══ Document text ══
Fig. 1 is a top view of the first member of a joint in accordance with a preferred embodiment of the invention;

Fig. 2 is a top view of the second member of the joint shown in Fig. 1;

Fig. 3 is a top view in an enlarged scale of the joint of the Figures 1 and 2;

Fig. 4 is a top view of a first embodiment of a joint supporting structure;

Fig. 5 is a top view of a second embodiment of a joint supporting structure;

Fig. 6 illustrates a process for building two adjoining panels using a structure such as the one shown in Fig. 4;

Fig. 7 illustrates a process for building two adjacent panels using a structure such as the one shown in Fig. 5; and

Fig. 8 is a top view of two diaphragms made according to two different techniques.

[0023] Fig. 1 is a view of the first member 1 of a joint according to the invention and comprising a flat portion 2 and a circular hollow portion 3. The circular portion 3 is interrupted by a slot 4 extending for the whole length of the joint.

[0024] The second member 5 of the joint has exactly the same shape of the first member and provides a hollow circular portion 3' that can be either expandable or solid and a flat portion 2' radially extending from the former one, as illustrated in Fig. 2. The only differences between the two members concern the longitudinal slot and the size of the circular portion. Such differences are due to the fact that the two members of the joint 1 are to be axially connected together as illustrated in Fig. 3, with the circular portion of the second joint member received within the hollow circular portion 3 of the first one.

[0025] Tranverse ribs 6 are provided on the flat portions in the joint members for a better grip of the concrete.

[0026] Fig. 4 shows a first embodiment of a support structure of the joint. The above illustrated problems of the prior art techniques are due to the necessity of removing the guide tube. According to this embodiment of the invention, the problem has been solved by renouncing to the guide tube and creating a joint support means that remains fixed to the reinforcement within the concrete even after the complete setting of this latter. Such joint support means comprises a series of reticular meshes or loops 7 equally spaced along the height of the joint and hinged at 8 to the reinforcement 9 of the panel 10. The outer shaped portion of the first joint member is engaged by an extractable tubular member or core 13.
═══
══ Supplied material ══
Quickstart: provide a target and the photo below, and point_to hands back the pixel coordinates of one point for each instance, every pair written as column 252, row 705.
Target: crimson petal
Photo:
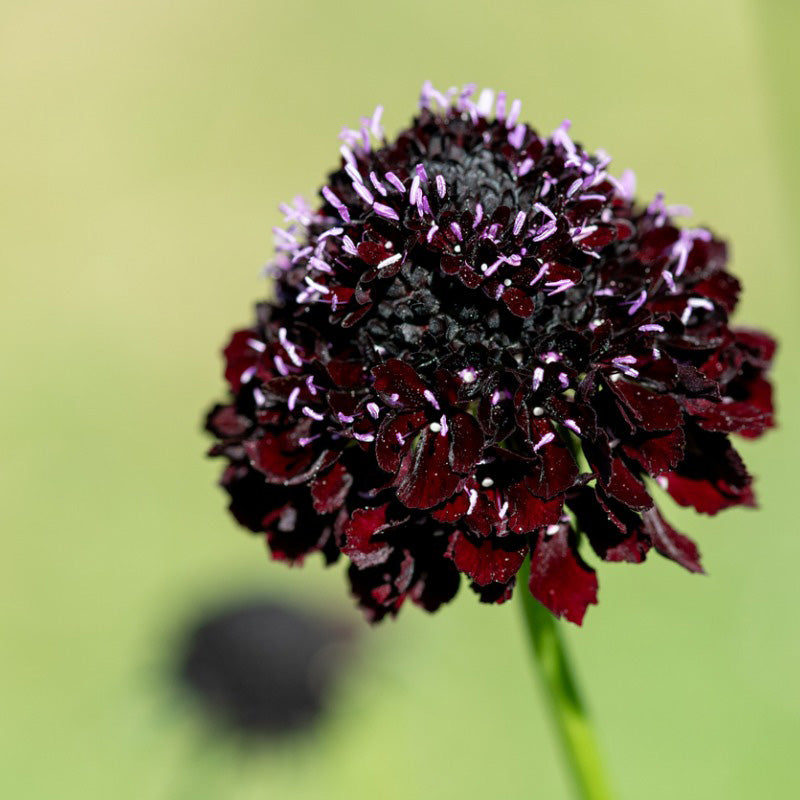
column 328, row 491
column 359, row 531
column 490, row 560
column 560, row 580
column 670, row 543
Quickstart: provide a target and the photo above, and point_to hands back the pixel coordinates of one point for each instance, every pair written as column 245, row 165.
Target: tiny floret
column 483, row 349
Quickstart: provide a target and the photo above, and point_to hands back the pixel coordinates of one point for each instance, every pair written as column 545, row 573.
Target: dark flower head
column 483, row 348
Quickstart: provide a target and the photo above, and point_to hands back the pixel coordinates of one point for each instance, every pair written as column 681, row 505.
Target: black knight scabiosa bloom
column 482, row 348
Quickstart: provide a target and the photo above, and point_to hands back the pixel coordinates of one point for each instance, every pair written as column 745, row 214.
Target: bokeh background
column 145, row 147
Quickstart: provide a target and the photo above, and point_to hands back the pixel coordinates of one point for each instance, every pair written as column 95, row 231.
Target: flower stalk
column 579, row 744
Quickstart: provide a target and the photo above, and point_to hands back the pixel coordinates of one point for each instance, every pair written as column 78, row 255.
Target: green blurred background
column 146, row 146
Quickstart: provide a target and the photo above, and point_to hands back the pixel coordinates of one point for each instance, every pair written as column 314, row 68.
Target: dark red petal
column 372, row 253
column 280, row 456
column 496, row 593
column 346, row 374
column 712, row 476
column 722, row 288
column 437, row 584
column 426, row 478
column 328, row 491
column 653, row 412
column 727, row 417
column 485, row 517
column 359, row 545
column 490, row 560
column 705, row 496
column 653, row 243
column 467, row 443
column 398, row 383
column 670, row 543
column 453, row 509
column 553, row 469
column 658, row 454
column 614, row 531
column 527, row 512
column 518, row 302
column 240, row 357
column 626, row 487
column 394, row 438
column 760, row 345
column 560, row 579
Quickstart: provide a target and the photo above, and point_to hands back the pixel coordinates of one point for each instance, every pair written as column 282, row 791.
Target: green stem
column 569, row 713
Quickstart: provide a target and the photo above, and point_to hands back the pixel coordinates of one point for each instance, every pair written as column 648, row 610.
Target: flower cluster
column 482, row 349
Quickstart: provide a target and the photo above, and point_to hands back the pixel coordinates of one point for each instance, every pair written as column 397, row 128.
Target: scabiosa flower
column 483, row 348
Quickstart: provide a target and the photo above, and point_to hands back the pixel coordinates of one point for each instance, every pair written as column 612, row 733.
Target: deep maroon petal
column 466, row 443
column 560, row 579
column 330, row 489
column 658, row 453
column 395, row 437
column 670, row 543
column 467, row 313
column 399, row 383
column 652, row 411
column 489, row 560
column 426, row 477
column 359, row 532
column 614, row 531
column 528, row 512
═══
_Request 1_:
According to the joint description, what purpose do the transverse ribs on the flat portions of the joint members serve?
_Request 2_:
Go on with the joint description from its last sentence.

_Expected answer 1_:
They give a better grip of the concrete.

_Expected answer 2_:
[0027] Fig. 5 shows a second embodiment of the support structure of the joint. It comprises a usual guide tube 11 having a special shape that allows to overcome the problems encountered in the prior art. More precisely it is a conventional guide tube having a different connection system with the water-stop device taking into account that the water-stop device is designed as formed by two separate members. More precisely, in the case of a water-stop device designed as the one illustrated in Fig. 3, i.e. provided with a hollow inner shaped portion 3, the guide tube provides a cylindrical "projection" or core adapted for engaging the inside of said hollow shaped portion in such a way as to be axially slidable.

[0028] Of course the number of such cylindrical "projections" 13, hereinafter called extractable supports or cores, depends upon the number of water-stop devices which they are to engage with.

[0029] Fig. 6 illustrates the process for building two adjoining panels 10 and 12 by using the joint support structure shown in Fig. 4.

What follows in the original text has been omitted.